* **The tasks**:
[a] Decide whether each statement below agrees with the data preview and visualization text. Answer yes or no for each, quoting the deciding words of that text.
(i) View types are implemented through custom plugins.
(ii) Only instance administrators may manage the views of a resource.
(iii) A single view can be embedded on an external site.
[b] According to the data preview and visualization text, in which CKAN version did the handling of resource previews change?
[c] Extend the data preview and visualization text, picking up after its final sentence.

Data preview and visualization

Changed in version 2.3: The whole way resource previews are handled was changed on CKAN 2.3. Please refer to previous versions of the documentation if you are using an older CKAN version.

Overview

The CKAN resource page can contain one or more visualizations of the resource data or file contents (a table, a bar chart, a map, etc). These are commonly referred to as resource views.

../_images/views_overview.png

The main features of resource views are:

  • One resource can have multiple views of the same data (for example a grid and some graphs for tabular data).
  • Dataset editors can choose which views to show, reorder them and configure them individually.
  • Individual views can be embedded on external sites.

Different view types are implemented via custom plugins, which can be activated on a particular CKAN site. Once these plugins are added, instance administrators can decide which views should be created by default if the resource is suitable (for instance a table on resources uploaded to the DataStore, a map for spatial data, etc.).

Whether a particular resource can be rendered by the different view plugins is decided by the view plugins themselves. This is generally done checking the resource format or whether its data is on the DataStore extension or not.

Managing resource views

Users who are allowed to edit a particular dataset can also manage the views for its resources. To access the management interface, click on the Manage button on the resource page and then on the Views tab. From here you can create new views, update or delete existing ones and reorder them.

* **Given data**:
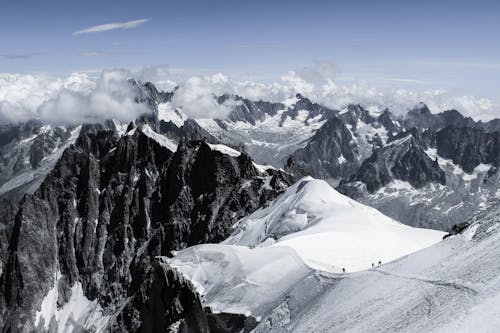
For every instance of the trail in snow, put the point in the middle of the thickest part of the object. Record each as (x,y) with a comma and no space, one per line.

* **Responses per task**:
[a]
(i) Yes: "Different view types are implemented via custom plugins, which can be activated on a particular CKAN site."
(ii) No: "Users who are allowed to edit a particular dataset can also manage the views for its resources."
(iii) Yes: "Individual views can be embedded on external sites."

[b] CKAN 2.3.

[c]
../_images/manage_views.png

The New view dropdown will show the available view types for this particular resource. If the list is empty, you may need to add the relevant view plugins to the ckan.plugins setting on your configuration file, eg:

ckan.plugins = ... image_view recline_view pdf_view

Defining views to appear by default

From the management interface you can create and edit views manually, but in most cases you will want views to be created automatically on certain resource types, so data can be visualized straight away after uploading or linking to a file.

To do so, you define a set of view plugins that should be checked whenever a dataset or resource is created or updated. For each of them, if the resource is a suitable one, a view will be created.

This is configured with the ckan.views.default_views setting. In it you define the view plugins that you want to be created as default:

ckan.views.default_views = recline_view pdf_view geojson_view

This configuration does not mean that each new resource will get all of these views by default, but that for instance if the uploaded file is a PDF file, a PDF viewer will be created automatically and so on.

Available view plugins

Some view plugins for common formats are included in the main CKAN repository. These don’t require further setup and can be directly added to the ckan.plugins setting.

Data Explorer

../_images/recline_view.png

View plugin: recline_view

Adds a rich widget, based on the Recline Javascript library. It allows querying, filtering, graphing and mapping data. The Data Explorer is optimized for displaying structured data hosted on the DataStore extension.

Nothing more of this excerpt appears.